**OBJECTIVE:**
Output every entry exactly as written, but omit the pictures.

(Point annotations for photos)
*-*-*

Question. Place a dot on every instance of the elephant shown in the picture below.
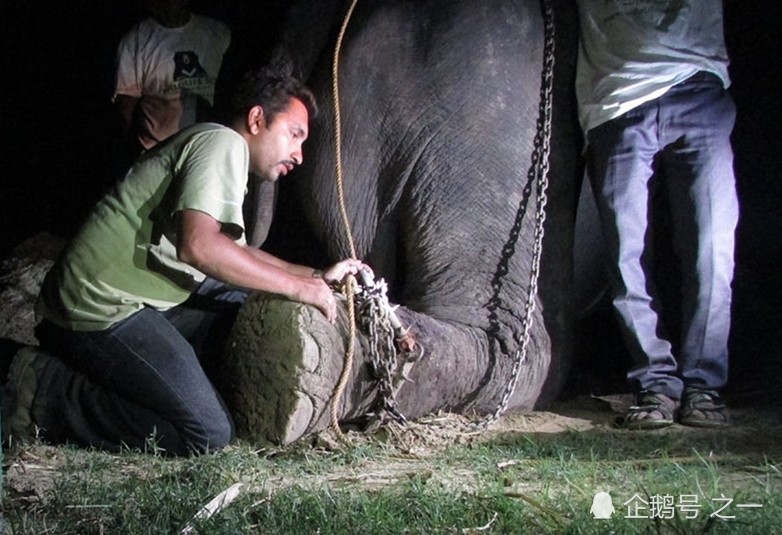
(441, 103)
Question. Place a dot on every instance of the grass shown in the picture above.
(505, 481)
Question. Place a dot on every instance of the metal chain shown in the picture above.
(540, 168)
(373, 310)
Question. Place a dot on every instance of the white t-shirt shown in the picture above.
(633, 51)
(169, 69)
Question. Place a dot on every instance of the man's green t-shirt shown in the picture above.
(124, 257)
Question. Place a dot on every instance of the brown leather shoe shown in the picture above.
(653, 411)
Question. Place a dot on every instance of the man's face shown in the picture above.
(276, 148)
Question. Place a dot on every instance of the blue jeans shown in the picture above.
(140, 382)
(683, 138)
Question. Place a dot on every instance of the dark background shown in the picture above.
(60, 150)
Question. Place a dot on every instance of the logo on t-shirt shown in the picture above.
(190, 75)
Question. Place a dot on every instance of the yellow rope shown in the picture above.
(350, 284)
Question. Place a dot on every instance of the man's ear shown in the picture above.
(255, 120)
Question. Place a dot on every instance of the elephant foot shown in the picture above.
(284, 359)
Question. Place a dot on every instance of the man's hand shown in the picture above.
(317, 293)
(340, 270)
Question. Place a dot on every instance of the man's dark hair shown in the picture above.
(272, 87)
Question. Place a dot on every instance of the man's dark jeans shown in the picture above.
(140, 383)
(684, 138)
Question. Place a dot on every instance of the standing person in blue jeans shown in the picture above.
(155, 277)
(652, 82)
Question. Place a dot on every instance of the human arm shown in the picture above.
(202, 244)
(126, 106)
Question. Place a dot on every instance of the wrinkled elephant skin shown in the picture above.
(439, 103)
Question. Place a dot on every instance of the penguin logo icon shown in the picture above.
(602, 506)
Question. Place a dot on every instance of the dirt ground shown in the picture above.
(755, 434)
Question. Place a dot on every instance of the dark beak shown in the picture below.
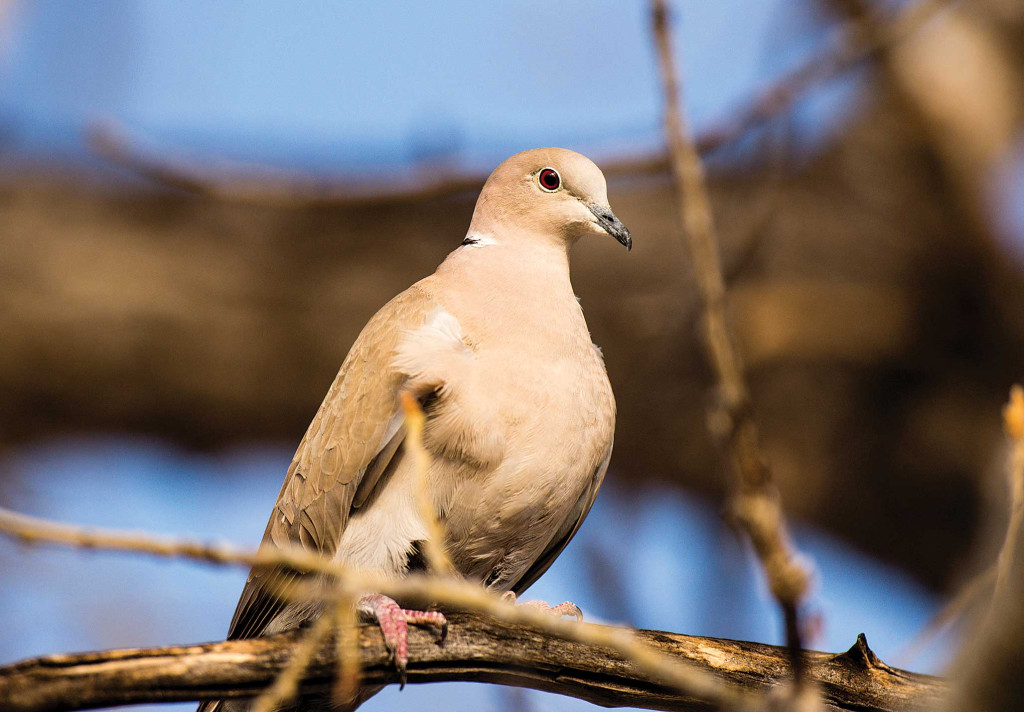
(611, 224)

*-*-*

**COMPLETED TASK:**
Question. Place a dot on every instance of the elephant shown in the picture below.
(441, 103)
Question. Place a dot on every instance of the grass shown in the picture above.
(505, 481)
Question. Place a dot on every instance of the metal chain shown in the picture above.
(540, 168)
(373, 310)
Question. Place a dot on every instance of the white t-shirt shown in the picture above.
(633, 51)
(169, 69)
Question. Place a dot on every instance of the man's green t-shirt shown in the picture above.
(124, 257)
Question. Place a dot on every instance of the brown leather shoe shown in the picture above.
(653, 411)
Question. Place a dot on every instance of the man's face shown in the picture above.
(276, 148)
Question. Place a dot on every instance of the blue jeans shown in the picture above.
(140, 382)
(683, 138)
Question. Place a dot on every instance of the dark background shown in the picture above.
(60, 150)
Question. Place a dot on every instance of the logo on t-shirt shown in the picture above.
(190, 75)
Question. Place a dot on every instance of the yellow rope shown in the picture above.
(350, 284)
Question. Place a dot on every instance of the man's ear shown in the picture above.
(255, 120)
Question. Place a dot on every instance of the elephant foot shown in the picture above.
(284, 359)
Question. Place a dot on every instance of the man's hand shown in the picture above.
(317, 293)
(340, 270)
Question. Place a dot on every instance of the man's dark hair shown in the picture above.
(272, 87)
Question. Place a dot on every instance of the man's dark jeans shown in the picture above.
(140, 383)
(684, 138)
Question. Place a dot on every instance of the standing person in blue jeans shown in the picture above.
(155, 277)
(652, 82)
Question. Place a dot on every instance of the human arm shown in the picture above.
(202, 244)
(126, 106)
Question. Place a dot on every instance of the wrinkled elephant skin shown in the picture above.
(439, 103)
Question. Place a dot on every instance of the penguin logo icon shown in the picture above.
(602, 506)
Question. Place a dot on every instance of the dirt ground shown in the picture above.
(755, 434)
Question. Place a dot on every instance of the dark beak shown in the picture below.
(611, 224)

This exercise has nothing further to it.